═══ Input data ═══

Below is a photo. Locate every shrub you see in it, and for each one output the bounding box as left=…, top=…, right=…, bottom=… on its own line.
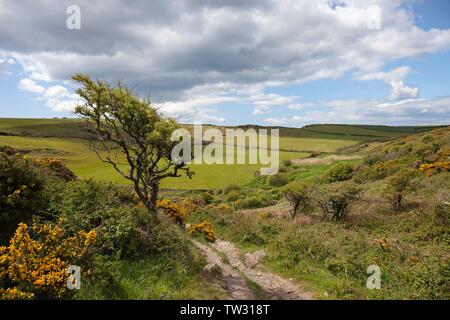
left=321, top=162, right=354, bottom=183
left=157, top=199, right=186, bottom=225
left=433, top=201, right=450, bottom=226
left=419, top=162, right=450, bottom=177
left=383, top=169, right=417, bottom=211
left=52, top=180, right=141, bottom=259
left=316, top=182, right=361, bottom=221
left=353, top=160, right=401, bottom=183
left=187, top=221, right=216, bottom=242
left=0, top=222, right=96, bottom=299
left=0, top=287, right=35, bottom=300
left=33, top=158, right=77, bottom=182
left=364, top=154, right=382, bottom=166
left=267, top=174, right=289, bottom=187
left=201, top=192, right=215, bottom=205
left=135, top=211, right=195, bottom=258
left=234, top=193, right=276, bottom=209
left=225, top=190, right=241, bottom=202
left=282, top=159, right=293, bottom=167
left=278, top=166, right=288, bottom=173
left=0, top=152, right=47, bottom=244
left=55, top=179, right=124, bottom=214
left=222, top=184, right=241, bottom=195
left=0, top=146, right=17, bottom=156
left=282, top=182, right=311, bottom=219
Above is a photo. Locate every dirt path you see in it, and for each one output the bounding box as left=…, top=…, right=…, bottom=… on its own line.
left=292, top=154, right=361, bottom=166
left=192, top=240, right=256, bottom=300
left=193, top=239, right=314, bottom=300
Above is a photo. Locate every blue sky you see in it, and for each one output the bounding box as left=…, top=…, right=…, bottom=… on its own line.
left=0, top=0, right=450, bottom=126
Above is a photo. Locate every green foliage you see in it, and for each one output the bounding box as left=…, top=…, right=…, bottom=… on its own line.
left=201, top=192, right=215, bottom=205
left=34, top=158, right=77, bottom=182
left=321, top=162, right=354, bottom=183
left=269, top=220, right=450, bottom=299
left=74, top=250, right=223, bottom=300
left=353, top=160, right=401, bottom=183
left=383, top=169, right=417, bottom=211
left=0, top=146, right=17, bottom=156
left=50, top=180, right=141, bottom=259
left=282, top=182, right=311, bottom=219
left=282, top=159, right=293, bottom=167
left=0, top=152, right=46, bottom=243
left=267, top=173, right=289, bottom=187
left=316, top=182, right=361, bottom=221
left=222, top=184, right=241, bottom=195
left=234, top=193, right=277, bottom=209
left=433, top=201, right=450, bottom=227
left=225, top=190, right=241, bottom=202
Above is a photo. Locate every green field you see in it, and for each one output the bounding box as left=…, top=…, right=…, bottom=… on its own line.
left=0, top=118, right=442, bottom=189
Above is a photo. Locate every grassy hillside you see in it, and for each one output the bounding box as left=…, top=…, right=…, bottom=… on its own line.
left=0, top=118, right=91, bottom=139
left=0, top=118, right=444, bottom=189
left=278, top=124, right=447, bottom=141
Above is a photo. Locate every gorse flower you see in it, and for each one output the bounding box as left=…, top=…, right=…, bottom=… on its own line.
left=187, top=221, right=216, bottom=243
left=0, top=287, right=34, bottom=300
left=0, top=222, right=96, bottom=299
left=157, top=199, right=186, bottom=225
left=419, top=162, right=450, bottom=176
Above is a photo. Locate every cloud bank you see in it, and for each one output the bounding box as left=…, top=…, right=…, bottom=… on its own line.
left=0, top=0, right=449, bottom=124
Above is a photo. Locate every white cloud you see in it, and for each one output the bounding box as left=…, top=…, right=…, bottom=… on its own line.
left=0, top=58, right=15, bottom=64
left=17, top=78, right=79, bottom=112
left=44, top=85, right=70, bottom=98
left=202, top=115, right=226, bottom=123
left=355, top=66, right=419, bottom=100
left=288, top=96, right=450, bottom=126
left=287, top=104, right=304, bottom=110
left=264, top=117, right=290, bottom=125
left=18, top=78, right=45, bottom=94
left=45, top=98, right=79, bottom=112
left=2, top=1, right=450, bottom=123
left=3, top=1, right=450, bottom=105
left=250, top=92, right=300, bottom=115
left=30, top=71, right=51, bottom=82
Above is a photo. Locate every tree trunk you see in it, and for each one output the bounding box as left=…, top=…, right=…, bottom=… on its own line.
left=148, top=183, right=160, bottom=214
left=395, top=193, right=403, bottom=211
left=133, top=180, right=159, bottom=218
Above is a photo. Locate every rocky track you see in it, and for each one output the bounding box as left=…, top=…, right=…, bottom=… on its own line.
left=193, top=239, right=314, bottom=300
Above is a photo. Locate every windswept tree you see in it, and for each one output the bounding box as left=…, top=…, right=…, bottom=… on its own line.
left=73, top=74, right=194, bottom=215
left=282, top=182, right=311, bottom=220
left=383, top=169, right=417, bottom=211
left=316, top=182, right=361, bottom=221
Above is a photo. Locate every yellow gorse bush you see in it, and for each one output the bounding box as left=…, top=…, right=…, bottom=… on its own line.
left=0, top=287, right=34, bottom=300
left=187, top=221, right=216, bottom=243
left=157, top=199, right=186, bottom=225
left=33, top=158, right=77, bottom=181
left=33, top=158, right=63, bottom=166
left=419, top=161, right=450, bottom=176
left=0, top=223, right=96, bottom=299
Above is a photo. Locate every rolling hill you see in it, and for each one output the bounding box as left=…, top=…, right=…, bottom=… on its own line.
left=0, top=118, right=446, bottom=189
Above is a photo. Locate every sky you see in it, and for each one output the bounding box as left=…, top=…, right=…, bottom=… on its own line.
left=0, top=0, right=450, bottom=127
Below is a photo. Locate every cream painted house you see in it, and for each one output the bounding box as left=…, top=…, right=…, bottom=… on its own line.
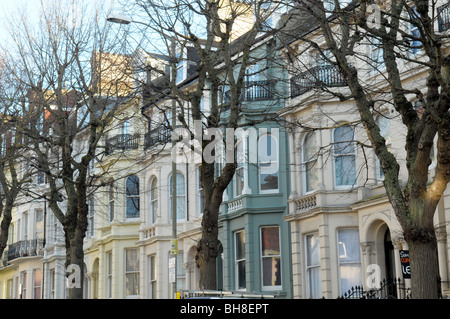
left=280, top=0, right=450, bottom=299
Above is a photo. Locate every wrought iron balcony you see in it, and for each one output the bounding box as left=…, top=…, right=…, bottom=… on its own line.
left=105, top=133, right=140, bottom=155
left=438, top=2, right=450, bottom=32
left=242, top=80, right=276, bottom=101
left=290, top=64, right=346, bottom=97
left=220, top=80, right=276, bottom=108
left=7, top=239, right=44, bottom=262
left=144, top=126, right=171, bottom=150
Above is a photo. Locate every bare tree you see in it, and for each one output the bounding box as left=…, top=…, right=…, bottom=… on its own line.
left=128, top=0, right=281, bottom=289
left=1, top=0, right=134, bottom=298
left=0, top=58, right=33, bottom=261
left=281, top=0, right=450, bottom=298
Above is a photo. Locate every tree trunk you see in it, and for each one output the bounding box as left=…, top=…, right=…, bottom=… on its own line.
left=65, top=228, right=86, bottom=299
left=197, top=201, right=220, bottom=290
left=408, top=237, right=440, bottom=299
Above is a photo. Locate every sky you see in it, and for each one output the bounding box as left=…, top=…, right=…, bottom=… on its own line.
left=0, top=0, right=41, bottom=44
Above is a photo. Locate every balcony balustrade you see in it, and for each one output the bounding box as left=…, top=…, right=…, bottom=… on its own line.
left=291, top=64, right=346, bottom=97
left=221, top=80, right=276, bottom=108
left=105, top=133, right=140, bottom=155
left=6, top=239, right=45, bottom=262
left=144, top=126, right=172, bottom=150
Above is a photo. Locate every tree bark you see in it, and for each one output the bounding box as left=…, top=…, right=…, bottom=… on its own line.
left=408, top=237, right=439, bottom=299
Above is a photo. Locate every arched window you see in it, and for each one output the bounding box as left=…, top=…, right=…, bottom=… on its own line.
left=169, top=172, right=186, bottom=221
left=149, top=177, right=158, bottom=224
left=258, top=134, right=278, bottom=193
left=333, top=125, right=356, bottom=187
left=302, top=132, right=319, bottom=193
left=126, top=175, right=140, bottom=218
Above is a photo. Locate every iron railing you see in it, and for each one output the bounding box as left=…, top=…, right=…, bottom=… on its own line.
left=339, top=277, right=445, bottom=299
left=242, top=80, right=276, bottom=101
left=105, top=133, right=140, bottom=155
left=291, top=64, right=346, bottom=97
left=144, top=127, right=171, bottom=150
left=438, top=2, right=450, bottom=32
left=221, top=80, right=276, bottom=106
left=6, top=239, right=45, bottom=262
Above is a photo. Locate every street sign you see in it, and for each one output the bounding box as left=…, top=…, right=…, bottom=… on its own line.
left=400, top=250, right=411, bottom=279
left=169, top=256, right=176, bottom=283
left=171, top=239, right=178, bottom=255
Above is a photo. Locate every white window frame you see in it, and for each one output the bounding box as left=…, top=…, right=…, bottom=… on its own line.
left=235, top=230, right=246, bottom=291
left=108, top=183, right=115, bottom=222
left=234, top=140, right=245, bottom=197
left=302, top=131, right=319, bottom=194
left=260, top=226, right=282, bottom=291
left=148, top=255, right=157, bottom=299
left=333, top=125, right=357, bottom=189
left=124, top=248, right=139, bottom=298
left=169, top=172, right=186, bottom=221
left=125, top=175, right=140, bottom=219
left=337, top=228, right=362, bottom=295
left=106, top=251, right=112, bottom=298
left=149, top=177, right=158, bottom=224
left=305, top=233, right=322, bottom=299
left=33, top=269, right=42, bottom=299
left=258, top=133, right=279, bottom=194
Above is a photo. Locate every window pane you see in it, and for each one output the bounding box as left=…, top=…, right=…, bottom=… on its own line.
left=306, top=234, right=320, bottom=266
left=126, top=273, right=139, bottom=296
left=308, top=266, right=322, bottom=298
left=338, top=229, right=361, bottom=262
left=334, top=125, right=355, bottom=155
left=261, top=227, right=281, bottom=288
left=305, top=161, right=319, bottom=192
left=261, top=227, right=280, bottom=256
left=235, top=231, right=245, bottom=260
left=262, top=257, right=281, bottom=287
left=126, top=249, right=139, bottom=272
left=126, top=175, right=139, bottom=196
left=258, top=134, right=278, bottom=162
left=237, top=261, right=246, bottom=289
left=338, top=229, right=362, bottom=294
left=260, top=167, right=279, bottom=190
left=335, top=155, right=356, bottom=186
left=170, top=173, right=186, bottom=220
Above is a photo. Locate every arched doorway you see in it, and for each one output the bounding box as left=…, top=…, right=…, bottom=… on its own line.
left=384, top=229, right=396, bottom=280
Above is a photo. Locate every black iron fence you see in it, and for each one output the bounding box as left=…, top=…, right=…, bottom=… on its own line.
left=339, top=277, right=445, bottom=299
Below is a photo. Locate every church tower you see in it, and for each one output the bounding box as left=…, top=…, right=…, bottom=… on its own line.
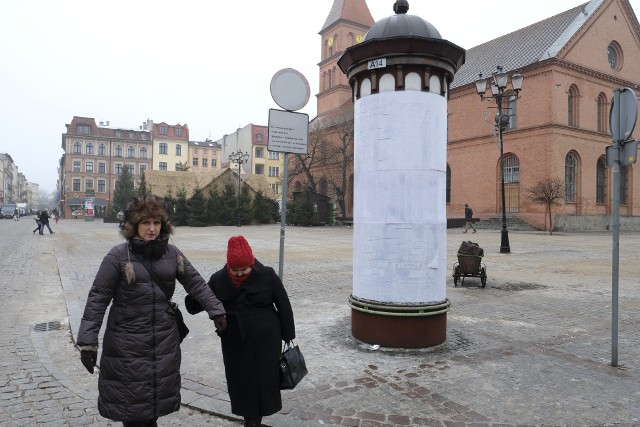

═══

» Exercise instructions:
Leave the pictures out. Transcribe exactly the lines from the one with "Above is a photo. Locate every arched doorway" through the end of the records.

» Answer:
Above is a photo. Locate every arched doorway you see in it, and for each one output the bounding box as left=…, top=…, right=…, bottom=… on its own line.
left=384, top=229, right=396, bottom=280
Above is a photo. Locate every black iron fence you see in it, and for each one output the bounding box as left=…, top=…, right=…, bottom=… on its own line.
left=339, top=277, right=445, bottom=299
Below is a photo. Locate every church tower you see in it, and for each one output the bounding box as left=…, top=…, right=…, bottom=… on its own line.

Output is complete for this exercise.